» Exercise
Transcribe the material word for word, but without the images.

» Information provided

%%

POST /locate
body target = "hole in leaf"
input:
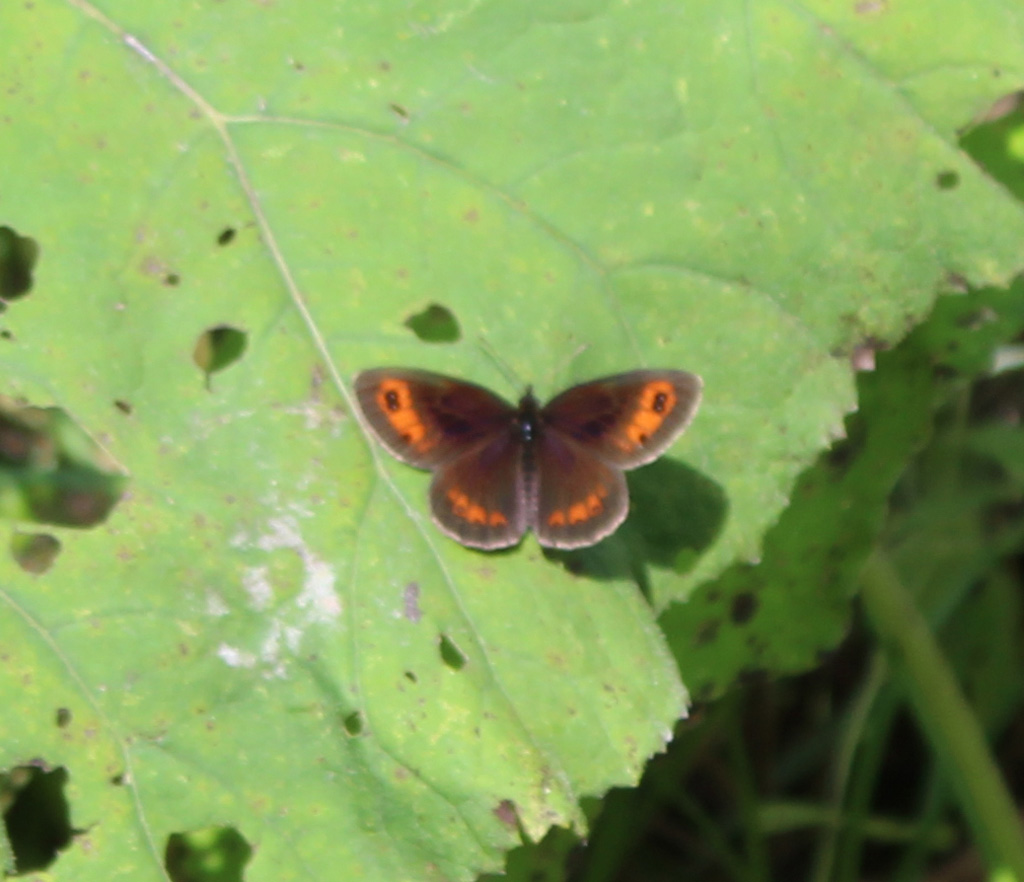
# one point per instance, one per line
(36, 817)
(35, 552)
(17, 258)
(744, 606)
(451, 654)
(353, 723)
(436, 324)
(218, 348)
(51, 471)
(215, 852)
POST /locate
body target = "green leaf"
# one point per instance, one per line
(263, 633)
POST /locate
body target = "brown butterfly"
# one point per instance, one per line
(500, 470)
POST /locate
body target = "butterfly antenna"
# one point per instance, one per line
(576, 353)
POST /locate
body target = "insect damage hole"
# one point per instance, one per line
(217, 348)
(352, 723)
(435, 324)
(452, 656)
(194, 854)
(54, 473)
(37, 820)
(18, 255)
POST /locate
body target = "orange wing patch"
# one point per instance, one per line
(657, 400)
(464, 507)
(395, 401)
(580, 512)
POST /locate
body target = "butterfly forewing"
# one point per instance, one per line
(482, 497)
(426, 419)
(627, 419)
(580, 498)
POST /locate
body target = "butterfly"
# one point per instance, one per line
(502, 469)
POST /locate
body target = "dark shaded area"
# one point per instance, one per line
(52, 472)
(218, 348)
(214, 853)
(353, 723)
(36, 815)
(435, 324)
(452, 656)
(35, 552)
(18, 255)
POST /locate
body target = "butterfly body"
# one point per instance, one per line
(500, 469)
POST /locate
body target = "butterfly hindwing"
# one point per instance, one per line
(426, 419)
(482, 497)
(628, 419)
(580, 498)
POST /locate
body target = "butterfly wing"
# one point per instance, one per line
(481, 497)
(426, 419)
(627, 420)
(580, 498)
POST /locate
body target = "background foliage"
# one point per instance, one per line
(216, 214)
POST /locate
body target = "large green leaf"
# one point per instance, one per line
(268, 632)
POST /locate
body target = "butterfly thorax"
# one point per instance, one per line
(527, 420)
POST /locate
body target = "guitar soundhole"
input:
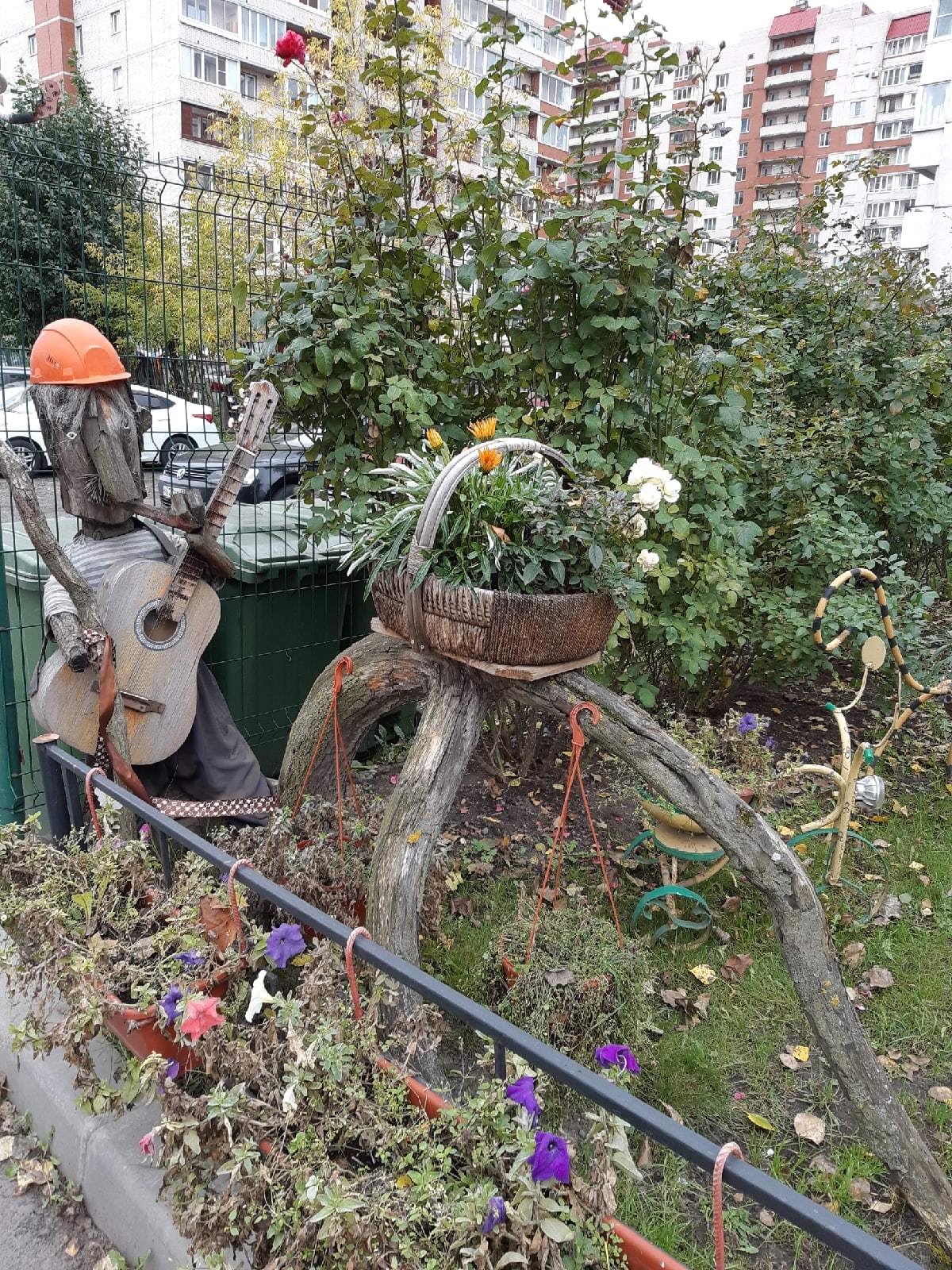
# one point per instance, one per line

%%

» Correct output
POST /locate
body target = "hole in leaf"
input:
# one point per instance, one per line
(36, 817)
(35, 552)
(17, 258)
(744, 606)
(451, 654)
(353, 723)
(436, 324)
(218, 348)
(51, 471)
(215, 852)
POST /locate
body target = "green leaf"
# one point per instance, one per line
(263, 633)
POST /locate
body target = "brown butterfly"
# one point per instance, one per line
(500, 470)
POST /locate
body target = "butterfly antenna"
# one point per instance, one per line
(576, 353)
POST /locate
body target = "insect damage hole"
# one point per instance, one per line
(217, 348)
(352, 723)
(435, 324)
(452, 656)
(194, 854)
(54, 473)
(37, 820)
(18, 255)
POST /locate
body target = "orange wing patch"
# one point per instance, one per line
(657, 400)
(464, 507)
(395, 401)
(580, 512)
POST /locate
body target = "butterfly forewing"
# one point per instance, one per line
(482, 497)
(426, 419)
(627, 419)
(580, 498)
POST /locate
body target = "butterfly"
# one point per instance, one per line
(502, 469)
POST /locate
body target = "dark shaded area"
# one point per instance, one per line
(52, 472)
(218, 348)
(214, 853)
(353, 723)
(36, 815)
(435, 324)
(452, 656)
(35, 552)
(18, 255)
POST /locate
body target = "butterfly body"
# one point per instance, one per line
(500, 469)
POST /locate
body target = "butterfly hindwing"
# one point per instance, one per line
(426, 419)
(482, 497)
(628, 419)
(580, 498)
POST /locate
body target = "butterfly wing"
# one point per instance, one per line
(481, 497)
(426, 419)
(627, 420)
(580, 498)
POST /locate
body target = "background foliage"
# one point per instance, one per line
(216, 214)
POST /locate
body target = "large green leaf"
# one point per instance, one per line
(268, 632)
POST /locate
body target = "butterfly thorax"
# one point per instance, one per line
(527, 420)
POST /locate
body target = "guitar soundhole"
input:
# one point per instance, one per line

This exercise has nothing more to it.